-- start --
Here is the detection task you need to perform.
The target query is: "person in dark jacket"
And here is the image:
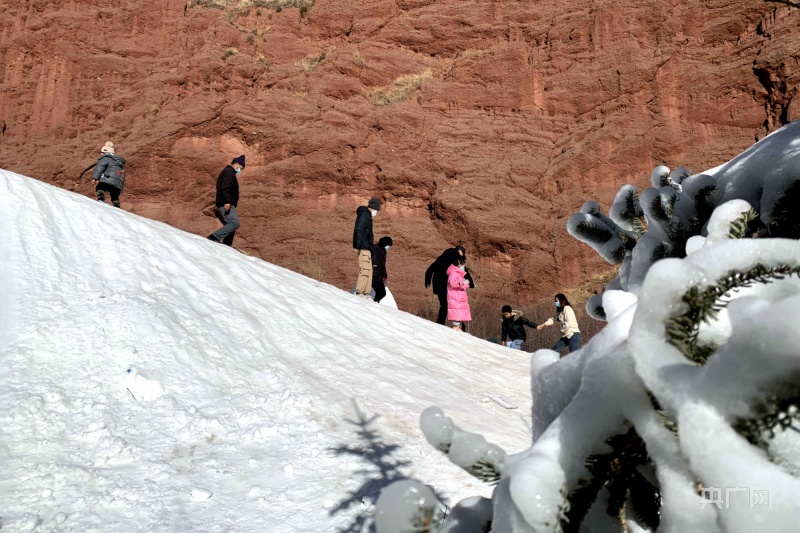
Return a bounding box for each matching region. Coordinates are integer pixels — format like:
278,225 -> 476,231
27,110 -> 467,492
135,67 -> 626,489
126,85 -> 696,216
-- end --
Challenge:
Switch "dark jacket" to "red coat" in the data above and give the lines again with everything else unchanged. Leave out the pictures.

Completed exercise:
Here is the detection task you need to perform.
The target query is: "person in red coat"
And here is the image:
Return a bounding box for each matching region. Coordinates are integer pixels — format like:
278,225 -> 476,231
27,110 -> 467,492
135,67 -> 626,489
126,85 -> 696,216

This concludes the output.